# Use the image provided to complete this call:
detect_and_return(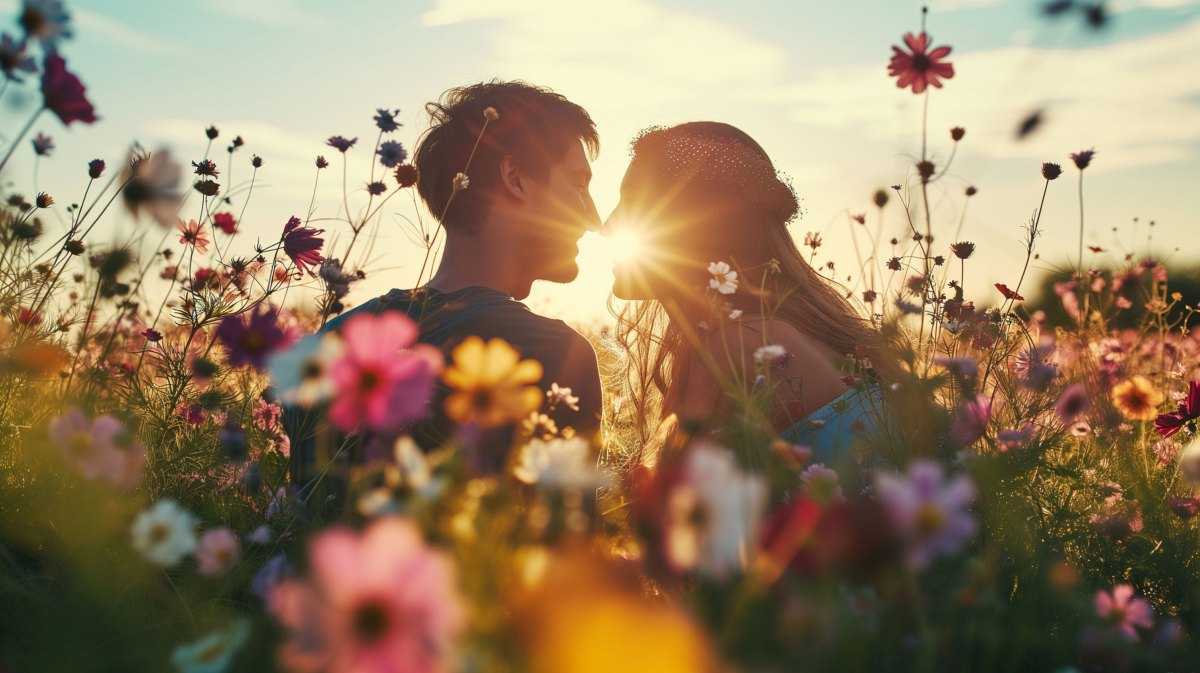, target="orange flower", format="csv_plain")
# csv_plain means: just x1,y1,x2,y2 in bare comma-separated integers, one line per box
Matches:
442,336,543,428
1110,375,1163,421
----------
The answer should contain nothing except the lines from the one with "# csv_plain means: just" to the end of the material above, each given again exactly.

## Reply to the task
# csv_plain means: just x1,y1,x2,y2 in bare comma-separated integers, one line per box
Matches:
442,336,543,428
1110,375,1163,421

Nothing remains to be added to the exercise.